Written task A
In the listing, rename "yellow storefront sign" to "yellow shop sign" in the lines from the line with "Would you point at the manhole" up to and including the line with "point(671, 258)". Reproduce only those lines and leave everything else in them unchanged.

Document text
────────────────────

Friday, November 11, 2011

From Here To Sustainable… Part 4 (update)

 

I told you I was being conservative…

In part 4 of this post, I asserted a potential for 500,000 - 800,000 jobs due to aggressive implementation of solar power.

According to the USA’s 42nd President (beginning 2:50 in to the video below), I’m a little off…. by a factor of at least 3.

From Here to Sustainability… Part 4

Economic Impact

I’m not an economist, but I am a common-sense accountant, so I believe I can take a conservative measure of the economic impact of this policy proposal. 

Consider the case study in Part 3. The policy allowed Mr. Jones to borrow about $39,275 more than he otherwise would have been able to. Furthermore the terms of the loan forced him to spend all of it, and then some (i.e. another $3,225 out of his pocket {for the moment}... plus another $5,500 out of his utility’s treasury). All told, it’s an injection of $48,000 directly into the economy that would not have occurred but for the long-term low-interest financing brought about by the policy. Over time, Mr. Jones would recover $7,500 in tax credits for installing the solar panels and geothermal heat pump[6] plus the net $106 per month in reduced cost of home ownership, plus an additional tax deduction for mortgage interest on the borrowed $39,275. At least some of these credits, deductions and savings will be further spent... another direct economic infusion.

────────────────────

Record set
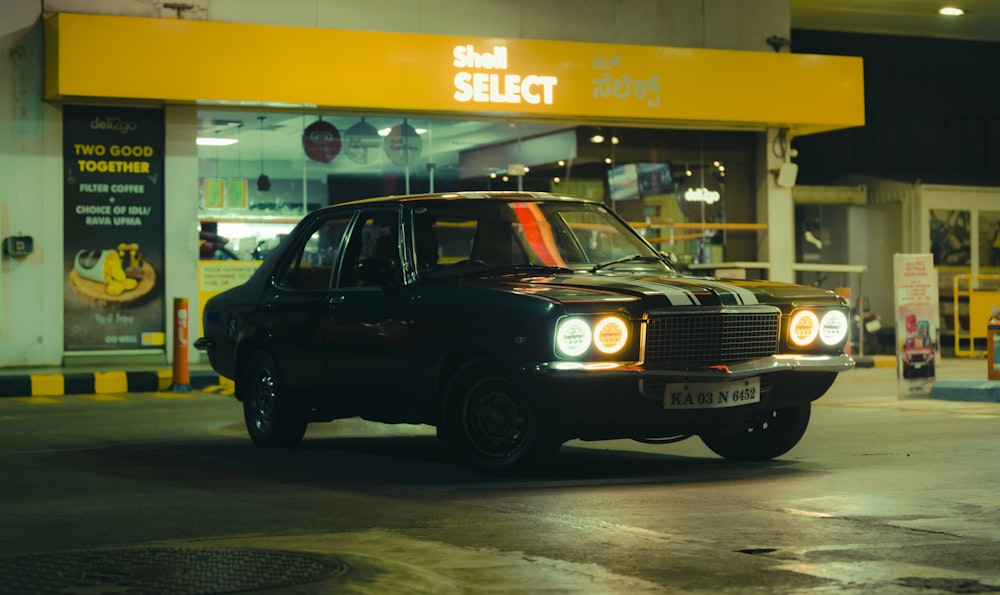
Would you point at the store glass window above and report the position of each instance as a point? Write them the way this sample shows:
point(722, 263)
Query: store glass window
point(261, 171)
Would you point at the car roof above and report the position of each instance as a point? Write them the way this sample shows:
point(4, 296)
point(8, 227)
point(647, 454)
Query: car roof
point(497, 195)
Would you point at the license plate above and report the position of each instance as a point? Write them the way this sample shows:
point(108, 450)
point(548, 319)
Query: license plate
point(712, 395)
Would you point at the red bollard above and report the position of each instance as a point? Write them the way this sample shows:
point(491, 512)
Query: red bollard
point(182, 376)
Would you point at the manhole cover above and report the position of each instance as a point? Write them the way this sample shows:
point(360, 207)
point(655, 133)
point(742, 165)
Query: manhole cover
point(162, 570)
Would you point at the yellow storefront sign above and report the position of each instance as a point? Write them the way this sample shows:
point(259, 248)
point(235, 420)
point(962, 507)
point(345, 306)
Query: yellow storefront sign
point(180, 61)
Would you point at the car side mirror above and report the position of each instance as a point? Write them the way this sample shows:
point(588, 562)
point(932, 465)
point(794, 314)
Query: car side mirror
point(383, 272)
point(671, 258)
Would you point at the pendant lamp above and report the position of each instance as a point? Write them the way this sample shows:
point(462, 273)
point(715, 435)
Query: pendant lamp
point(263, 182)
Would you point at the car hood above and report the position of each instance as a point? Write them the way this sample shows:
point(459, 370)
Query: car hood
point(664, 291)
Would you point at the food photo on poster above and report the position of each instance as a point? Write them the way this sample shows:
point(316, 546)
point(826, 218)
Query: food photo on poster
point(113, 228)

────────────────────

Written task B
According to the sustainability post, how much would Mr. Jones recover in tax credits for installing the solar panels and geothermal heat pump?

Final result A
Would you point at the manhole cover above and report the position of each instance as a point? Write them the way this sample shows:
point(360, 207)
point(655, 133)
point(742, 165)
Query: manhole cover
point(162, 570)
Would you point at the yellow shop sign above and report the position of each instance as a point? Write them the way this sample shows:
point(259, 248)
point(235, 420)
point(962, 507)
point(345, 306)
Query: yellow shop sign
point(180, 61)
Would you point at the car side mirror above and report the position of each instance as a point? Write them the way this sample shows:
point(588, 562)
point(932, 465)
point(794, 314)
Query: car side mirror
point(383, 272)
point(671, 258)

Final result B
$7,500